• [EXTRAIT SOURCE]
================
Singulier effort, que celui de Norbert Hillaire, dans son ouvrage La réparation dans l’art. Singulier effort, parce qu’il ne dit pas tout à fait ce qu’il veut, ou, plus exactement, parce qu’il veut tout autrement, au fur et à mesure de son énonciation, que ce qu’il annonçait vouloir.
De quoi s’agit-il ? De rien que de très probe, pour commencer : homme de grande culture, qui a appris auprès de Barthes à cultiver les détails le long d’un pas de promenade parmi les choses, Hillaire herborise ici, sur son île des arts, d’un sac Hermès à un geste de kinstugi, d’un objet de Kader Attia à une parole de Ponge, de Venise la toujours-effondrée à Pérec, de Braque à Christian Bonnefoi, ou par exemple à celui qui pourrait être l’antithèse de ce grand peintre de l’invention et la réinvention incessante, de la réparation de soi-même, en somme – par, au contraire, la répétition inlassable de lui-même et de son discours, j’ai nommé le célèbre Anselm Kiefer.
Car il y a certes, dans les objets si divers que rencontre notre promeneur solitaire, celui du seul mot de réparation, et qui est censé souder tant de registres divers de l’activité humaine, certains que l’on aime, même ceux qu’on jugerait frivoles ou mercantiles, et certains que l’on déteste, même ceux qu’on juge profonds, impressionnants et essentiels ; mais il faut bien que l’herbier soit complet, répondra-t-il, et que le tour de l’île ait été accompli, sans quoi je faillirais à ma tâche.
================
• [DONNÉES AFFICHÉES]
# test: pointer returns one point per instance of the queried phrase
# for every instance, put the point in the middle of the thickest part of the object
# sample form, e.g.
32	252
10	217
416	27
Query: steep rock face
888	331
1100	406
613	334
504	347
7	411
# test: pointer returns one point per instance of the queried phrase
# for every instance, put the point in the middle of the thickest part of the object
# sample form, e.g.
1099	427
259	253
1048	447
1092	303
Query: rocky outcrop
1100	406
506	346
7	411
================
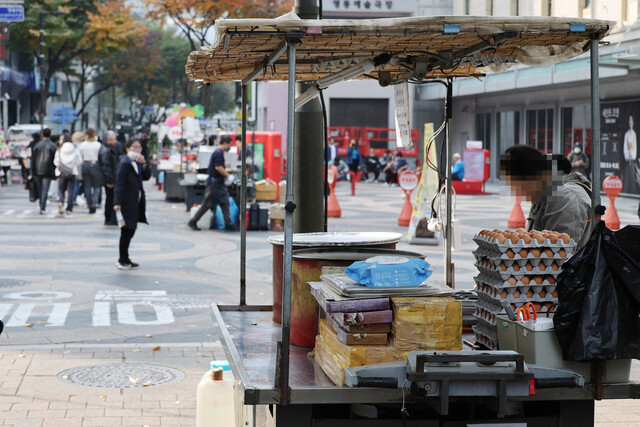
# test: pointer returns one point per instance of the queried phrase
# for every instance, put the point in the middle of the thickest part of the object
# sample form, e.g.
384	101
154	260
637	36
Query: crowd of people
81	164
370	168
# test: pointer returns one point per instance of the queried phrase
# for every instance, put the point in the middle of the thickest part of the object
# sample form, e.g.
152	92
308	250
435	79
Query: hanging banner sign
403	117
================
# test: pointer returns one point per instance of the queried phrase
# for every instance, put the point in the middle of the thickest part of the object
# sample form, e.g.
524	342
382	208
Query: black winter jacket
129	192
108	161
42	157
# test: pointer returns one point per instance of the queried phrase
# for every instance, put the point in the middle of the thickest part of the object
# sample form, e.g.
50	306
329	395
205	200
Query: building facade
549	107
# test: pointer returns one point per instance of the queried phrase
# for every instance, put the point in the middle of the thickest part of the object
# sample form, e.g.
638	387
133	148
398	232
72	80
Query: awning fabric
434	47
================
• [CONSIGNE] Relevez toutes les personnes désignées par leur nom dans le paragraphe de l'extrait source qui commence par « De quoi s'agit-il ? », dans leur ordre d'apparition.

• [RÉPONSE RÉDIGÉE]
- Barthes
- Hillaire
- Kader Attia
- Ponge
- Pérec
- Braque
- Christian Bonnefoi
- Anselm Kiefer